It would have been beneficial if investors looked to understand what is actually going on in China and the motivations behind recent policies.

Chinese authorities have grasped the need for structural changes to their economy.

There is an intentional effort to balance the economy from focusing on just the two cornerstones which were high exports and heavy investment into commercial and public infrastructure.

These have been successful in making China a competitive supply economy, and Western investors have profited immensely from these policies.

Chinese consumers, though, have not had adequate ascent in income to sustain this supply economy.

The story can be told through multiple narratives from the vacant business malls and commercial real estate across regions of the country, to the low rate of household savings.

China has to diversify its economy by promoting more middle-income opportunities.

That means a conscious structural change towards an innovation-based economy which will sustainably raise incomes of a growing skilled labour force.

Wisely, China has not waited for investors to kicks-tart its industries. That government’s five-year plan includes spending US$1,7 trillion on sectors including IT and green energy.

Western investors have not taken to this macro-economic analysis. Instead, according to narratives advanced by Western news organisations, China is culpable of causing panic in capital markets.

This is regardless of the fact that China actually achieved its planned half-year growth rate target of seven percent.

Impressions are meant to depict China as threatening further global slowdown; ignoring the fact, of course, that the Eurozone at the moment is really the grand laggard among major economies.

There’s hypocrisy in conveying China’s currency devaluation as mercantile or insensitive to the effects to the global economy.

Devaluation is a reasonable response to a falling demand for Chinese exports by depressed Western markets failing to stimulate their economies.

Moreover, a few months ago, the US federal reserve proclaimed that when making monetary decisions, it should not be held to expectations as the world’s central bank.

==================================================

Aim of the task: Continue the commentary above on China's economic policy and Western investors with the next few paragraphs, beginning after its final sentence.

Collected data:
==================================================

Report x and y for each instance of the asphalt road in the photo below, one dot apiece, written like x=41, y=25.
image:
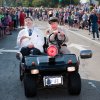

==================================================

Exercise output:
On the periphery of this argument, it is true that China’s recent moves have also affected Africa and so-called emerging markets.

To what extent is it China’s fault that African economies have not bothered to diversify so as to mitigate commodity dependence or Chinese investment?

My aim is not to launch a diatribe against Western financial investors.

Instead, I hope to illuminate how short-term financialised capitalism has become the self-preserving, disastrous epicentre of the global economy.

Not only does it fail to reflect on its own shortcomings, it is disparaging to alternative economic approaches.

It is financialised capitalism that was behind the Great Recession of 2007 and many lesser harmful recessions before then.

It has exacerbated inequality.

But such is the power of financial capitalism that it has bought governance of the global economy such as the IMF, European Central Bank and US policy-makers.

For several years now, it has paid to enforce the dominant economic theory of our time. Austerity is nothing more than a mechanism of expediting investor payback for national debt.

So the challenge now, as markets have shown with China, is that nations are unable to structure their own economies without being held in contempt of financialised capitalism.

Argentina, Greece, Ghana and India are just a few countries that have struggled against the pressures of financialised capitalism.

Policy-makers find it difficult to attend to their respective macro-economic fundamentals without being positioned as being at odds with the demands of short-term investors.

Of course, it would be naïve to say some of these countries do not make useless policy decisions which ruin their own economies.

That happens a lot.

We also cannot deny the important role that finance and capital markets have to play in economic development.

It is just unfortunate that short-term financial capitalism has elevated to be the greatest hindrance to nations trying to design their own economies.